[TEXT FOR ANALYSIS — start]
Naturally, with this background, at the University of Maryland I majored in English with a specialty in Creative Writing. Don’t worry, I won’t inflict on you the self-indulgent poems of this era. Loving literature, I snagged a fellowship at the University of Arizona and pursued a Master’s Degree. I had so much fun I plunged ahead and qualified to write a doctoral dissertation. However, I bogged down in the flower imagery of Alfred Lord Tennyson.
Uncertain about this topic and doubtful about getting a job teaching, I looked for another career. Law school emerged as the path to a decent paying job. My brother was a lawyer, so he served as an example. I didn’t stop to think I don’t like to argue. As an aside, I’ll confess during this time I researched material for a Victorian or Edwardian detective story but never wrote a word. From my fantasy world, I selected as the heroine a shy bookish girl as Sherlock Holmes’ assistant.
How lucky I felt to be accepted into Arizona State’s Law School. Let’s just say law school forever cured me of going to graduate school. Unlike English professors who could convince me to love Milton, law school professors don’t seek to inspire students. Managing to graduate and pass the bar, I started work at the Maricopa County Public Defender’s Office. For twenty-five years, I represented people charged with everything from murder to shoplifting and facing punishments from the death penalty to time served. When I had leisure to dream, I was Perry Mason crushing the prosecutor.
As an attorney, I did some writing and was lucky enough to get first place two years in a row for a short story contest put on by Arizona Attorney. A nice thrill, but not the best-selling novel I surely had in me.
Once retired, I learned about writing through classes and conferences. Fortune favored me with James Sallis as a writing teacher. Recently I heard him speak, and these words of his struck me: we don’t just write stories; we recreate experience.
[TEXT FOR ANALYSIS — finish]
[RECORDS SHOWN — start]
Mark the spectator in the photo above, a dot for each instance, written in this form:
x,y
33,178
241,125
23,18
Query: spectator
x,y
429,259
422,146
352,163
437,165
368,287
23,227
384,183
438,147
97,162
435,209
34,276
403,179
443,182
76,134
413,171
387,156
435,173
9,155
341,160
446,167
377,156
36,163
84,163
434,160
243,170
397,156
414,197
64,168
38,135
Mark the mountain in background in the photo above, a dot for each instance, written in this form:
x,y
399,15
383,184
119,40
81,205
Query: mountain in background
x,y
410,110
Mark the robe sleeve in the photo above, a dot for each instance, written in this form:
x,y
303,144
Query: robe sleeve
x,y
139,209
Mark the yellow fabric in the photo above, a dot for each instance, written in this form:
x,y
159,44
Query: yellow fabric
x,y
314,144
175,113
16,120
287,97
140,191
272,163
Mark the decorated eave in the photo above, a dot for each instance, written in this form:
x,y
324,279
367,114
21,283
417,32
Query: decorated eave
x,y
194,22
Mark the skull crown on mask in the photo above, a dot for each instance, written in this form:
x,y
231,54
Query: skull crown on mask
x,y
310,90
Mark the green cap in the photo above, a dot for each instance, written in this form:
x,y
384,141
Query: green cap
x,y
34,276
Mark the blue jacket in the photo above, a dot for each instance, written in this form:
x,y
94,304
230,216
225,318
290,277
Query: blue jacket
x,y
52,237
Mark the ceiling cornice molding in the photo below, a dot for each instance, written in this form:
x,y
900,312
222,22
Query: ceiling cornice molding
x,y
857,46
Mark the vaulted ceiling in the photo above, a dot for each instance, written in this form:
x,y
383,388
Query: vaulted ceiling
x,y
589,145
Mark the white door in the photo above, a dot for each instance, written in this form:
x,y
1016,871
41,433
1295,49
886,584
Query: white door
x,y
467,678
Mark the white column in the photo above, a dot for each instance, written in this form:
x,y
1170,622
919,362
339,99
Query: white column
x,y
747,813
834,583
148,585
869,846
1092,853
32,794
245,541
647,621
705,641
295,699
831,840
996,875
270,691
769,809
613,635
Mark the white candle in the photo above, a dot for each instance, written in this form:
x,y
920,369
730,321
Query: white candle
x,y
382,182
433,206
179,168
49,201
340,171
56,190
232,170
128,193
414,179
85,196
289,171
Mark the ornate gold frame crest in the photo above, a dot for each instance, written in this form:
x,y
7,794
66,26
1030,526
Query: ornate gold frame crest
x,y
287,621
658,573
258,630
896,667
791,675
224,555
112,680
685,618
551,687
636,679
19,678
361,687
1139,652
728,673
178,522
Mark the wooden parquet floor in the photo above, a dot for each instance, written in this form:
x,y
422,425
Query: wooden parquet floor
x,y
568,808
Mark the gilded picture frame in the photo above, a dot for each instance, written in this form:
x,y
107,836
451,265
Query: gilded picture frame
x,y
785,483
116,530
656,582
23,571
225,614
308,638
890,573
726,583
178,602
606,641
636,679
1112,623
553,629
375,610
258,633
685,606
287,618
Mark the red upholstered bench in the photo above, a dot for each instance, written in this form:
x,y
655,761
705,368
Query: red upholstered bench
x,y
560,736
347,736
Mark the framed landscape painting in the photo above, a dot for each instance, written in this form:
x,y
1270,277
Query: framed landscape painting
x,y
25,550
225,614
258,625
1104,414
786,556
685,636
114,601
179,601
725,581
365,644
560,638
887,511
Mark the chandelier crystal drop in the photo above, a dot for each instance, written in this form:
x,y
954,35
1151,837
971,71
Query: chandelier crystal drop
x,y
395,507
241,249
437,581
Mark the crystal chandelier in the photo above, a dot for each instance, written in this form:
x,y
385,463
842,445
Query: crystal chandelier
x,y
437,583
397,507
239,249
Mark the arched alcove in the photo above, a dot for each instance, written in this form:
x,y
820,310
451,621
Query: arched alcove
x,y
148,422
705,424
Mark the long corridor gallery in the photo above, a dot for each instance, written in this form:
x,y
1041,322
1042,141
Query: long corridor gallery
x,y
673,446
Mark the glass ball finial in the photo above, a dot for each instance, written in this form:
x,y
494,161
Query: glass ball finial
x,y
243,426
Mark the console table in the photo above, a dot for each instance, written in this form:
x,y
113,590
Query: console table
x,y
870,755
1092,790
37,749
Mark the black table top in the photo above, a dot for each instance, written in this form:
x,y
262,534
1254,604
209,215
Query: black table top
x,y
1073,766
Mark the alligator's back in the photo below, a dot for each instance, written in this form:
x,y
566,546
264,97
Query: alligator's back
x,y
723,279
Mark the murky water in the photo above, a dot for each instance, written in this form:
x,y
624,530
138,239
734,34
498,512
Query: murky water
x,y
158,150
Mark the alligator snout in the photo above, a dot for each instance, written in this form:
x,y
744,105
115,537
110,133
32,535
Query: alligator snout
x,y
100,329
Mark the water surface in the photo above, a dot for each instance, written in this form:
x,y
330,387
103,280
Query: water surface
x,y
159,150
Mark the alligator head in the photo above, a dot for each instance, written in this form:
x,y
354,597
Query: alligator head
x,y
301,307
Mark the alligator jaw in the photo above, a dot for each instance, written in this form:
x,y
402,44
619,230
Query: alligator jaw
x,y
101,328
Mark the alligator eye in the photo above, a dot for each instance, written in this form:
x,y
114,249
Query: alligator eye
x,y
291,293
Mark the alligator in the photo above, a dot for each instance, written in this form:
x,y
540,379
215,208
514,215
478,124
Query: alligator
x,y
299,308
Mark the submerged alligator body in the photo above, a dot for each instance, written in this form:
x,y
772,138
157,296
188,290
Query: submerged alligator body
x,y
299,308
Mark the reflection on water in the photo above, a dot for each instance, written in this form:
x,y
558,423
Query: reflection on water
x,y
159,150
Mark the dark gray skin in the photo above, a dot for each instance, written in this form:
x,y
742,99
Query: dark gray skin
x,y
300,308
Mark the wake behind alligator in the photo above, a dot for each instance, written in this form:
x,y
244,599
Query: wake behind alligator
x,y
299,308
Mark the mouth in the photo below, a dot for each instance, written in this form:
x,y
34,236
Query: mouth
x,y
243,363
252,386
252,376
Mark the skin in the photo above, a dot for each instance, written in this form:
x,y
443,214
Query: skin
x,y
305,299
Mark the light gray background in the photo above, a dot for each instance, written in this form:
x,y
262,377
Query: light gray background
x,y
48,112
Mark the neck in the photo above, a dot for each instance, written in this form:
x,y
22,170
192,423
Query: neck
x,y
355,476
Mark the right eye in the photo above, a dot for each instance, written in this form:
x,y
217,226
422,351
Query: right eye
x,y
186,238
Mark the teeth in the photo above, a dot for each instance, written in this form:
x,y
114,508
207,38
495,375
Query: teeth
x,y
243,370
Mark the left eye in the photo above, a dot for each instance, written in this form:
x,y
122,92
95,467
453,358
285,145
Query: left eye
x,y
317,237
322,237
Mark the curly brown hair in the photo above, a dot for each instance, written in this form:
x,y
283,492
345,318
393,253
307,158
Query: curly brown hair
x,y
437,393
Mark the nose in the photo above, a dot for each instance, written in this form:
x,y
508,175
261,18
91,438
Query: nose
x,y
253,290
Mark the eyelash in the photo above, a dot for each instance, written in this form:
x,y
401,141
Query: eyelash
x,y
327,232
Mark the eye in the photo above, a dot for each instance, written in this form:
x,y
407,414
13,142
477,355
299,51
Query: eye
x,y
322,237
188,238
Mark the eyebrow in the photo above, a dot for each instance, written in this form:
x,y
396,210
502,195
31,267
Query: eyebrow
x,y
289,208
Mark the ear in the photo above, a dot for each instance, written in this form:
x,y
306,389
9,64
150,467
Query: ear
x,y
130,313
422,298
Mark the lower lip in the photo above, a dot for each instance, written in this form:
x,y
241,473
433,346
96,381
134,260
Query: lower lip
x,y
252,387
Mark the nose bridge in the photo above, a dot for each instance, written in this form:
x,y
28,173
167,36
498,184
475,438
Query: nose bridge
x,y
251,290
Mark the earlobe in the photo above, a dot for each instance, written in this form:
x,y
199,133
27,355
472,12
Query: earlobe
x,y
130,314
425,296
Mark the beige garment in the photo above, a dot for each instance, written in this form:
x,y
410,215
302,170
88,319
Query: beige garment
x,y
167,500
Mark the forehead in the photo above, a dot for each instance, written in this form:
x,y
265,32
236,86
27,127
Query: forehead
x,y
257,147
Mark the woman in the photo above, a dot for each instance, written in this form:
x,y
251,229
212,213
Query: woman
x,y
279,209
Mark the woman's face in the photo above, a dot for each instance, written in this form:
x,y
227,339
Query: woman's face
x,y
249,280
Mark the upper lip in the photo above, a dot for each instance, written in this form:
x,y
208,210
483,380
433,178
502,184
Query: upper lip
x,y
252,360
[RECORDS SHOWN — finish]
* WORK TO COMPLETE *
1/ Retype the part of the memoir excerpt that opens with the words "Naturally, with this" and closes with "Alfred Lord Tennyson.".
2/ Answer these questions using the memoir excerpt:
(a) At which university did the writer hold a fellowship while pursuing a Master's Degree?
(b) For how many years did the writer work at the Maricopa County Public Defender's Office?
(c) Who taught the writer about writing after retirement?
The data above bear no relation to the memoir excerpt.

* SOLVED TASKS *
1/
Naturally, with this background, at the University of Maryland I majored in English with a specialty in Creative Writing. Don’t worry, I won’t inflict on you the self-indulgent poems of this era. Loving literature, I snagged a fellowship at the University of Arizona and pursued a Master’s Degree. I had so much fun I plunged ahead and qualified to write a doctoral dissertation. However, I bogged down in the flower imagery of Alfred Lord Tennyson.

2/
(a) The University of Arizona.
(b) Twenty-five years.
(c) James Sallis.